(Tarea 1)
Extrae de los registros de más abajo cada línea que contenga la cadena "sunglasses", respetando mayúsculas y minúsculas.

(Página)
Pareciera que un fantasma recorre no Europa, sino el mundo, y que no es el fantasma del comunismo, sino el del agotamiento o el de la obsolescencia. Algo tienen los gobiernos y la así llamada “clase política” que, a la luz de la tecnología y las revoluciones digitales y las nuevas formas de relaciones personales que éstas crean y reproducen cotidianamente, lucen viejos, cascados, remotos. Como si el mundo de la política no participara de este mundo contemporáneo de vértigo y novedad. Como si aquellos se hubieran demorado voluntariamente. Como si, timoratos o pérfidos, quisieran retrasarse para quedarse a solas, para cerrar sus negocios, para creer que al vigilar el paso de las multitudes controlan a las multitudes.

¿Qué estará pasando en el mundo?

(Datos proporcionados)
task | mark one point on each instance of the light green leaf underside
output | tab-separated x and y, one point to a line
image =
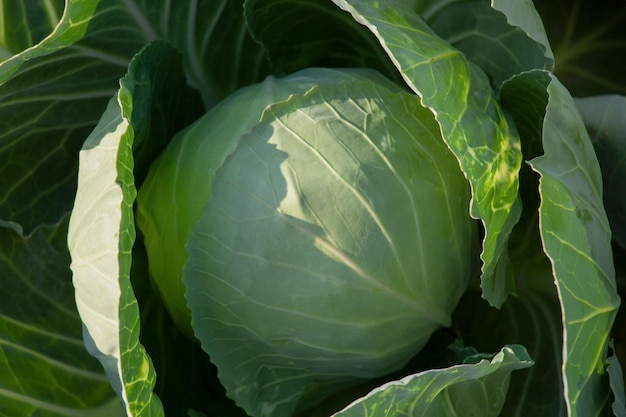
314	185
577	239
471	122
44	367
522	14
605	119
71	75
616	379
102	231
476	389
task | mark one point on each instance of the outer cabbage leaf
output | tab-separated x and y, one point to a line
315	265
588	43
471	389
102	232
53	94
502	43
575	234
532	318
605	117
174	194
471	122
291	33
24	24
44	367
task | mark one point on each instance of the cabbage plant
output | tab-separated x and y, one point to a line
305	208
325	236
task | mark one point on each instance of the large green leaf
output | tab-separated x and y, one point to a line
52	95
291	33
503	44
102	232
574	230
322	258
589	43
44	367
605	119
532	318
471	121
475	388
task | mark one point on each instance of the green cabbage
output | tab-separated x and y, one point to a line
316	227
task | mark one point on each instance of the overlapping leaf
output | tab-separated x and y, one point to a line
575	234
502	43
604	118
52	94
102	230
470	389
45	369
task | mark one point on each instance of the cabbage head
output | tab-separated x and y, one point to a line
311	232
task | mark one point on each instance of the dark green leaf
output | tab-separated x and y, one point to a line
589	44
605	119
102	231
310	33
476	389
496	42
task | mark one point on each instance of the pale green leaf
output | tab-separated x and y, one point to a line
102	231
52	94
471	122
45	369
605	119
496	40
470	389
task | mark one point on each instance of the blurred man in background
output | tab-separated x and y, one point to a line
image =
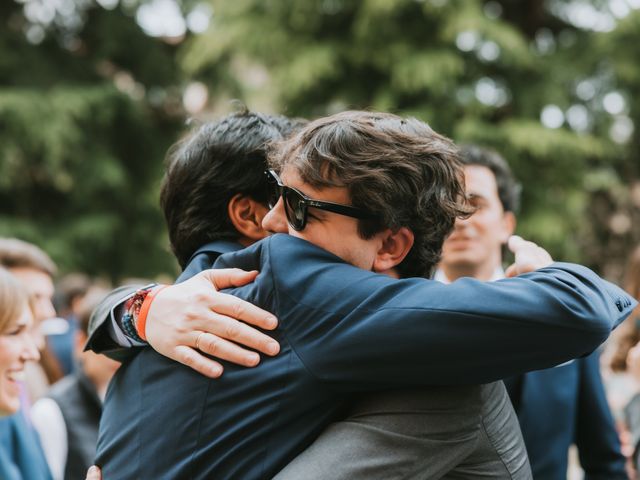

...

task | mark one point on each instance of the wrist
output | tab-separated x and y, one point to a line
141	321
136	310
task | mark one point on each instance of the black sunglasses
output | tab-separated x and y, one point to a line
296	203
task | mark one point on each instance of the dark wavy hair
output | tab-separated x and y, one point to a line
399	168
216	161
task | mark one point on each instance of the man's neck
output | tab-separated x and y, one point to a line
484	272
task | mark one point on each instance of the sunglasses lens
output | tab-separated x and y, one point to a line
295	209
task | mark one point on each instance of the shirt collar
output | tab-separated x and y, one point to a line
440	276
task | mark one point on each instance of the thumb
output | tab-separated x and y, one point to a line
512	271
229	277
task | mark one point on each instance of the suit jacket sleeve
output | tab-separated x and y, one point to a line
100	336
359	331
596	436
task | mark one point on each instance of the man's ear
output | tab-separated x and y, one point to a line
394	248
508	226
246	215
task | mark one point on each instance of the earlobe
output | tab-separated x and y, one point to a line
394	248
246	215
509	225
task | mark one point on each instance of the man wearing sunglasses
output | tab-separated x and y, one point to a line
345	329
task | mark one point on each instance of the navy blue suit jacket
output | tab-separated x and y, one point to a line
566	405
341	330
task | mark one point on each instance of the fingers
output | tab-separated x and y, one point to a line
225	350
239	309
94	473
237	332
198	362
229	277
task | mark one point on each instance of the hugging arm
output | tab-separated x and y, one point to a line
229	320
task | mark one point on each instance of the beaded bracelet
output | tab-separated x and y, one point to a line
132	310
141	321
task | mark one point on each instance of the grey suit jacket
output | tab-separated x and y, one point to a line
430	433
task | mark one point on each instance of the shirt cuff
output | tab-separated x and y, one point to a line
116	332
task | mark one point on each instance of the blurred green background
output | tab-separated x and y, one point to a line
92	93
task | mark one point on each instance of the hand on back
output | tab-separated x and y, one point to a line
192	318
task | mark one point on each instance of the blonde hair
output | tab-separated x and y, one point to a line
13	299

(Tarea 2)
Extrae literalmente del texto sobre la clase política el fragmento que empieza en "Pareciera que un" y termina en "en el mundo?".

(Solución 1)
task | mark one point on each instance of the black sunglasses
task | mark one point on each instance of the sunglasses lens
task | mark one point on each instance of the man wearing sunglasses

(Solución 2)
Pareciera que un fantasma recorre no Europa, sino el mundo, y que no es el fantasma del comunismo, sino el del agotamiento o el de la obsolescencia. Algo tienen los gobiernos y la así llamada “clase política” que, a la luz de la tecnología y las revoluciones digitales y las nuevas formas de relaciones personales que éstas crean y reproducen cotidianamente, lucen viejos, cascados, remotos. Como si el mundo de la política no participara de este mundo contemporáneo de vértigo y novedad. Como si aquellos se hubieran demorado voluntariamente. Como si, timoratos o pérfidos, quisieran retrasarse para quedarse a solas, para cerrar sus negocios, para creer que al vigilar el paso de las multitudes controlan a las multitudes.

¿Qué estará pasando en el mundo?